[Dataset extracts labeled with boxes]
————

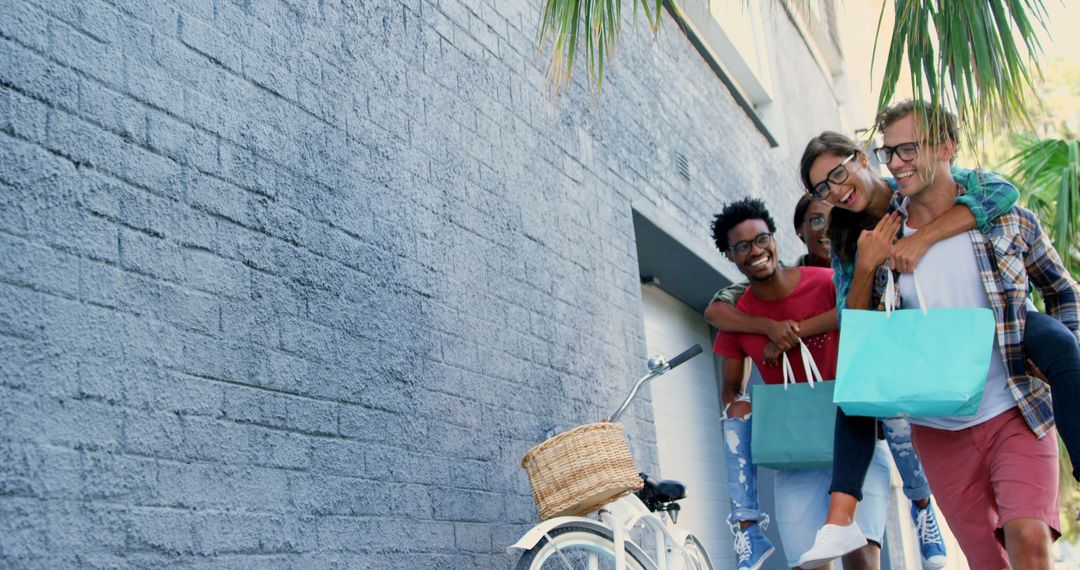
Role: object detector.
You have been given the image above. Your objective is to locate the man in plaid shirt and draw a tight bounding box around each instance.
[859,101,1080,568]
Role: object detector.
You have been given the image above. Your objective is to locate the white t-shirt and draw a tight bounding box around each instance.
[897,223,1016,431]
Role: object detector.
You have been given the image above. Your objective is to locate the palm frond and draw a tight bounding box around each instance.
[537,0,664,91]
[875,0,1047,138]
[1007,135,1080,276]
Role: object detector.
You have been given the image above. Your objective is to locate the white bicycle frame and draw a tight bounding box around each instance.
[507,494,704,570]
[507,344,707,570]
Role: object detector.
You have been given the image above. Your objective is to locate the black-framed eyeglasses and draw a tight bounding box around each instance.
[874,143,919,164]
[730,232,772,257]
[807,214,828,231]
[810,152,855,200]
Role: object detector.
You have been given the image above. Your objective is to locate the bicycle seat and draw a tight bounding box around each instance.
[638,473,686,504]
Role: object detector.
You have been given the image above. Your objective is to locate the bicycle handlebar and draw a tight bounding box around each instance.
[607,344,701,422]
[667,344,701,370]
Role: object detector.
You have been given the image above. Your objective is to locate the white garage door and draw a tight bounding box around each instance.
[642,286,734,568]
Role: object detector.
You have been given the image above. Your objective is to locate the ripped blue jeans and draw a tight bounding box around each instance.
[881,418,930,501]
[720,395,768,526]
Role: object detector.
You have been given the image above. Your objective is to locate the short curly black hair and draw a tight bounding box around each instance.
[713,196,777,254]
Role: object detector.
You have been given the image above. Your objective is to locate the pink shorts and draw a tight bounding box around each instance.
[912,408,1061,568]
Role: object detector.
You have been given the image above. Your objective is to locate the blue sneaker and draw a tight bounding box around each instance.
[731,519,777,570]
[912,501,946,568]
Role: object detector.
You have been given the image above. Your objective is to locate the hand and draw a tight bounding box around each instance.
[889,233,930,273]
[761,342,786,366]
[855,212,900,271]
[766,321,799,350]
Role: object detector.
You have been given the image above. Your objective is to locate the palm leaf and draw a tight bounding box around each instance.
[537,0,664,91]
[875,0,1047,139]
[1007,135,1080,277]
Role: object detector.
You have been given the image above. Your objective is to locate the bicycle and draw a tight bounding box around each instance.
[507,344,713,570]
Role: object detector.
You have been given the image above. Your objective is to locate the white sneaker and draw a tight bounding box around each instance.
[799,523,866,568]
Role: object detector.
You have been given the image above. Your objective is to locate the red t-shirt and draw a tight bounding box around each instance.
[713,267,840,384]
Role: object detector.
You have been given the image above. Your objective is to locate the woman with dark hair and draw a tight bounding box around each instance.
[800,126,1080,568]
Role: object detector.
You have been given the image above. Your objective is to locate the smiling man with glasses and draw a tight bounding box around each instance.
[705,196,889,570]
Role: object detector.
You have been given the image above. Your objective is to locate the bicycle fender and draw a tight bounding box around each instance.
[507,516,611,554]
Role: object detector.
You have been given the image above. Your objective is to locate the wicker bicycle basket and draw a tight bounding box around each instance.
[522,422,643,520]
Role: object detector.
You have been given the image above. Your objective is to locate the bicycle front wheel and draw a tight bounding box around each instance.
[517,527,648,570]
[683,534,713,570]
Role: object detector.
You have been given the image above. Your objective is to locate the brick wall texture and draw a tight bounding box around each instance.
[0,0,839,569]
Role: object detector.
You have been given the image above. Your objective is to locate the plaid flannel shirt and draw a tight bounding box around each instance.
[874,202,1080,437]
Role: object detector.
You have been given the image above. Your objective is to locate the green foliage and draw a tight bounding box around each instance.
[1007,135,1080,277]
[878,0,1047,140]
[537,0,663,91]
[537,0,1047,134]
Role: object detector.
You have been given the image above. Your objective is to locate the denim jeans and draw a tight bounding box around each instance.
[881,418,930,501]
[1024,311,1080,480]
[720,415,764,525]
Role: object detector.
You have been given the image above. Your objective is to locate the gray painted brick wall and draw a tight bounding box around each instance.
[0,0,838,569]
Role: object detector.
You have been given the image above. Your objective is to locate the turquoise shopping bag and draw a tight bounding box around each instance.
[751,344,836,470]
[835,272,995,418]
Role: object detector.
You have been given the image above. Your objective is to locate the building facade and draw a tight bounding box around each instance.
[0,0,894,569]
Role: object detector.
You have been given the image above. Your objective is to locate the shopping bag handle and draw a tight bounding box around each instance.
[885,270,927,318]
[781,340,824,390]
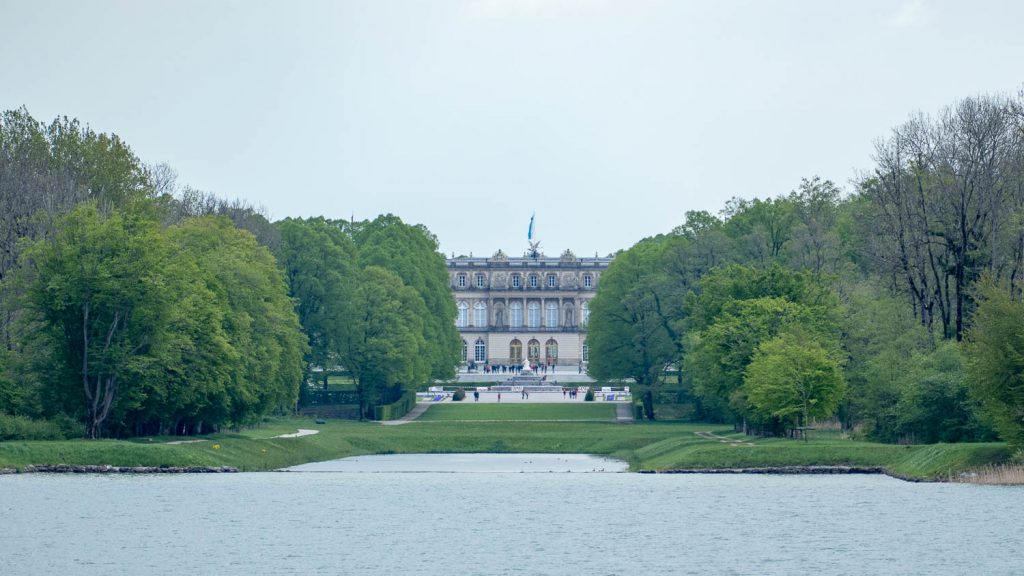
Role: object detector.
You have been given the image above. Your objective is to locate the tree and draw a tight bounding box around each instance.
[276,218,358,388]
[18,204,176,438]
[965,279,1024,450]
[587,240,682,419]
[352,214,462,380]
[683,264,842,420]
[743,333,846,427]
[165,216,306,428]
[339,266,430,418]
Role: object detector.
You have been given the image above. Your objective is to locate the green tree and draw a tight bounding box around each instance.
[964,280,1024,450]
[339,266,430,418]
[587,240,681,419]
[743,333,846,427]
[170,216,307,428]
[353,214,462,380]
[276,218,358,388]
[25,204,176,438]
[683,264,842,420]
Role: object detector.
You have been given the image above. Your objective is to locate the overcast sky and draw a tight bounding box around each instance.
[0,0,1024,255]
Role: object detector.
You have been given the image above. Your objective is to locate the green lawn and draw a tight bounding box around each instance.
[0,404,1009,479]
[419,401,615,421]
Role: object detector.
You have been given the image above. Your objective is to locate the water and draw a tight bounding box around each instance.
[0,456,1024,575]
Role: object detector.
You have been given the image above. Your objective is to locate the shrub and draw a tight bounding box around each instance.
[0,414,67,440]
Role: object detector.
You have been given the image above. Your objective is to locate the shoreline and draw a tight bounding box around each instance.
[11,464,239,474]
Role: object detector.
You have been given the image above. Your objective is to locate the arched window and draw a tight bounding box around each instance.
[473,302,487,328]
[544,302,558,328]
[509,338,522,364]
[495,302,505,328]
[526,340,541,364]
[544,338,558,366]
[509,302,522,328]
[526,302,541,328]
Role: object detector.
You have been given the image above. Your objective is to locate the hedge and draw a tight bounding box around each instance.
[374,390,416,420]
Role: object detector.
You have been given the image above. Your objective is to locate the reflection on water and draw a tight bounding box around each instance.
[0,456,1024,576]
[285,454,630,474]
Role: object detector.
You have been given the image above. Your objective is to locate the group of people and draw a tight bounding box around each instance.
[481,364,555,375]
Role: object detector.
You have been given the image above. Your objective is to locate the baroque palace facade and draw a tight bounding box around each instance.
[447,249,611,367]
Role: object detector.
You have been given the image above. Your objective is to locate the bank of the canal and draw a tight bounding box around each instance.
[0,413,1010,481]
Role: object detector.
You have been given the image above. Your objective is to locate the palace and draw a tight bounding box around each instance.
[447,249,611,368]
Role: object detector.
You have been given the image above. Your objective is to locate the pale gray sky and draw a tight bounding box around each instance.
[0,0,1024,255]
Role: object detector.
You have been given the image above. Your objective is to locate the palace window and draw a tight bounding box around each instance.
[526,340,541,364]
[544,338,558,366]
[509,338,522,364]
[473,302,487,328]
[509,302,522,328]
[526,302,541,328]
[544,302,558,328]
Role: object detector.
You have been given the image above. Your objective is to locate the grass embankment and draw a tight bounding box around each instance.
[0,404,1009,480]
[418,401,615,422]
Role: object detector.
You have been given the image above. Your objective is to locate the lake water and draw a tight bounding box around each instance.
[0,455,1024,575]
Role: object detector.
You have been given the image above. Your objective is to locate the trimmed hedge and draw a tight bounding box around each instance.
[0,414,85,441]
[374,390,416,420]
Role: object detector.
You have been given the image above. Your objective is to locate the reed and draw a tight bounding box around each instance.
[953,464,1024,486]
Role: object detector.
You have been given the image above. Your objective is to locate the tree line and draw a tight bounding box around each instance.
[588,90,1024,447]
[0,109,459,438]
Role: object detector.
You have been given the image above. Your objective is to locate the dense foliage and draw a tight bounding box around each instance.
[0,110,458,439]
[588,91,1024,446]
[279,215,459,417]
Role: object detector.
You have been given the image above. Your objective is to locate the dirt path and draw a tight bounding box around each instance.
[273,428,319,438]
[693,431,754,446]
[381,402,433,426]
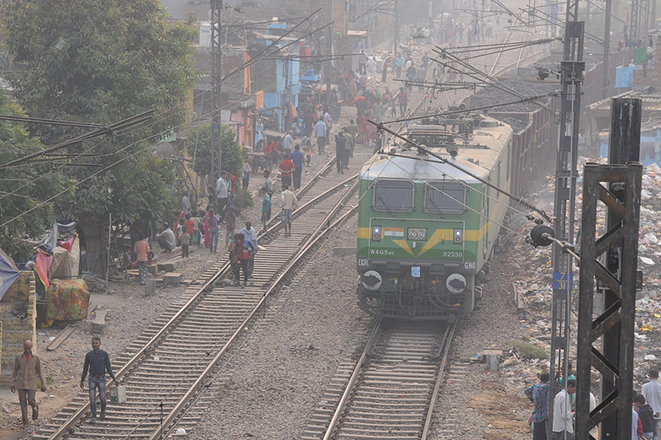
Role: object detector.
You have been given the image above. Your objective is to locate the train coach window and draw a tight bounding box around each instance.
[373,180,415,213]
[425,182,466,214]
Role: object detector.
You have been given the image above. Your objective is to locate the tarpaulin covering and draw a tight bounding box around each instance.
[614,67,633,89]
[49,235,80,279]
[0,249,18,299]
[633,47,647,64]
[34,249,53,289]
[39,222,76,252]
[44,280,90,325]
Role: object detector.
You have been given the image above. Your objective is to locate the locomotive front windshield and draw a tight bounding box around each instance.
[373,180,415,213]
[425,181,466,215]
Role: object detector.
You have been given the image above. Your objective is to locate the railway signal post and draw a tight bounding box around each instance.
[549,14,585,440]
[210,0,223,180]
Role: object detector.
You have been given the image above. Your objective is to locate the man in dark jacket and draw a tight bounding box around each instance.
[335,133,347,174]
[633,394,654,439]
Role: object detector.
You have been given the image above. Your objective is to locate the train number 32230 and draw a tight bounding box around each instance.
[441,251,464,258]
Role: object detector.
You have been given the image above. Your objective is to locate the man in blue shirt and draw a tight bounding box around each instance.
[642,370,661,440]
[524,373,550,440]
[239,221,258,277]
[80,336,117,423]
[289,144,305,189]
[395,53,404,78]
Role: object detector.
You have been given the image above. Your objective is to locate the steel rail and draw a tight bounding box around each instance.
[43,149,351,440]
[421,321,457,440]
[323,320,382,440]
[149,185,356,440]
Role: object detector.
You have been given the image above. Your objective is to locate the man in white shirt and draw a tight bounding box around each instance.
[239,221,257,277]
[216,171,229,222]
[281,185,298,237]
[553,379,576,440]
[282,130,294,157]
[314,119,328,154]
[642,370,661,440]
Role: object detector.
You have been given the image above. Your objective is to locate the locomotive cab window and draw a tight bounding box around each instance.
[425,181,466,214]
[372,180,415,213]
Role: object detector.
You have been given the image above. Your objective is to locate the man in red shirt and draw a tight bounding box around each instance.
[227,173,238,208]
[279,157,296,187]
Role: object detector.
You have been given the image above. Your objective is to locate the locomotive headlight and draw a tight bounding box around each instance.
[452,229,464,244]
[445,273,468,295]
[372,226,381,241]
[407,228,427,241]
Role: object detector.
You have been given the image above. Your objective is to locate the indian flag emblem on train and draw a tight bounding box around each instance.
[383,228,404,237]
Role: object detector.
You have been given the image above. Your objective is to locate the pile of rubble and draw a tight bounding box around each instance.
[492,158,661,408]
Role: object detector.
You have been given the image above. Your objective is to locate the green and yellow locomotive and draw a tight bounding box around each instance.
[357,116,512,320]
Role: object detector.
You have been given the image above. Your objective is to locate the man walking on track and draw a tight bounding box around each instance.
[314,119,327,154]
[524,373,550,440]
[10,341,46,425]
[290,144,305,189]
[642,370,661,440]
[280,185,298,237]
[80,336,117,423]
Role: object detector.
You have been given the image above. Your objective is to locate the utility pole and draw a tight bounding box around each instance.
[324,0,334,112]
[549,0,585,430]
[210,0,223,182]
[601,0,613,99]
[429,0,434,43]
[392,0,399,57]
[576,98,642,440]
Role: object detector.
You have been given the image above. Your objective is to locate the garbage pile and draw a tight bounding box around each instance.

————

Collect every line of the listing that contains the string "palm", matching its case exactly.

You have been given the image above. Your objective is to locate the palm frond and draw a tight bounding box around each instance.
You have been given the image above. Your objective is to locate the palm leaf and draw a tight bounding box around each instance.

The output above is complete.